### Document
== == ==
She has just won the Politician of the year Award in Scotland and picked a pretty impressive cabinet, sorted out a few of Salmond's underachievers. 

The way the wind is blowing I can see Milliband as PM and Salmond as Deputy PM after the 2015 election.


----------



## Foxholer (Nov 21, 2014)

Doon frae Troon said:



			She has just won the *Politician of the year Award* in Scotland and picked a pretty impressive cabinet, sorted out a few of Salmond's underachievers. 

...
		
Click to expand...

I'm not sure that's something to be proud of! Sort of equivalent to 'Best Reality TV....<anything>' or 'Best Jeremy Kyle Fight' (he's a very nice guy 'in the flesh' and a pretty good golfer - once he warms up!)!


----------



## SocketRocket (Nov 21, 2014)

Liverpoolphil said:



			Still another deflected MP though isn't it 

When they have a true elected MP of their own people might stand up and take notice
		
Click to expand...

I think ignoring the rising swell of people that are unhappy with the demographic/cultural/political changes that have been made without their agreement is political Hari Kari for any party.    What ever anyone says about UKIP they are a focus for this discontentment.


----------



## Doon frae Troon (Nov 21, 2014)

Foxholer said:



			I'm not sure that's something to be proud of!
		
Click to expand...

I would think that with the massive political engagement of the Scottish public this year it makes it something to be very proud of.


----------



## Deleted member 18588 (Nov 21, 2014)

Doon frae Troon said:



			She has just won the Politician of the year Award in Scotland and picked a pretty impressive cabinet, sorted out a few of Salmond's underachievers. 

The way the wind is blowing I can see Milliband as PM and Salmond as Deputy PM after the 2015 election.
		
Click to expand...

Questionable whether Labour will win enough seats in England and if they fail to hold onto their Scottish majority Messrs Milliband and Salmond could be sat on the left of Mr Speaker looking across the Dispatch Box at ?????????????????


----------



## Doon frae Troon (Nov 21, 2014)

MetalMickie said:



			Questionable whether Labour will win enough seats in England and if they fail to hold onto their Scottish majority Messrs Milliband and Salmond could be sat on the left of Mr Speaker looking across the Dispatch Box at ?????????????????
== == ==
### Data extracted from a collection
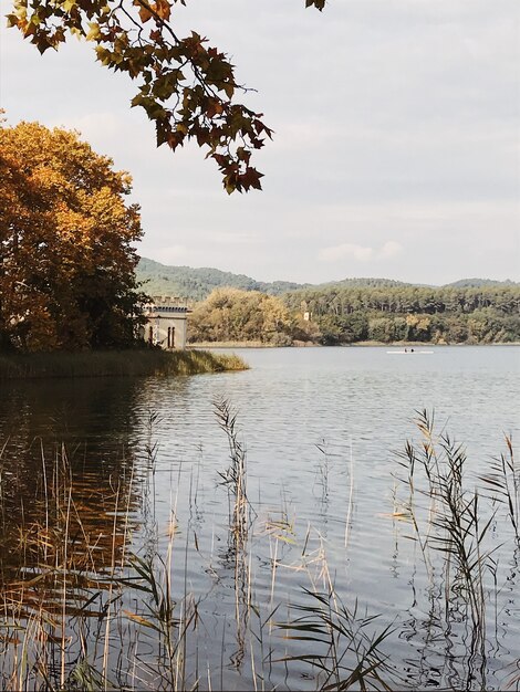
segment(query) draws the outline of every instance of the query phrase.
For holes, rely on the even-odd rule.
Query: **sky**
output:
[[[0,30],[8,124],[77,129],[129,171],[141,255],[261,281],[520,281],[518,0],[188,0],[173,21],[257,90],[262,191],[228,196],[195,143],[157,149],[136,84],[89,44],[41,56]]]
== == ==
### Written request 1
Answer these questions about the forum thread:
(a) Who does Doon frae Troon expect to be Deputy PM after the 2015 election?
(b) Which party does SocketRocket call a focus for discontentment?
(c) In the post from Deleted member 18588, where is it questionable whether Labour will win enough seats?
### Written request 2
Reproduce the rows word for word, leaving out the pictures.

### Task output 1
(a) Salmond.
(b) UKIP.
(c) In England.

### Task output 2
segment(query) draws the outline of every instance of the query phrase.
For holes, rely on the even-odd rule.
Query: **sky**
output:
[[[0,30],[8,124],[77,129],[129,171],[141,255],[261,281],[520,281],[518,0],[188,0],[173,21],[257,90],[262,191],[228,196],[195,143],[157,149],[136,84],[89,44],[41,56]]]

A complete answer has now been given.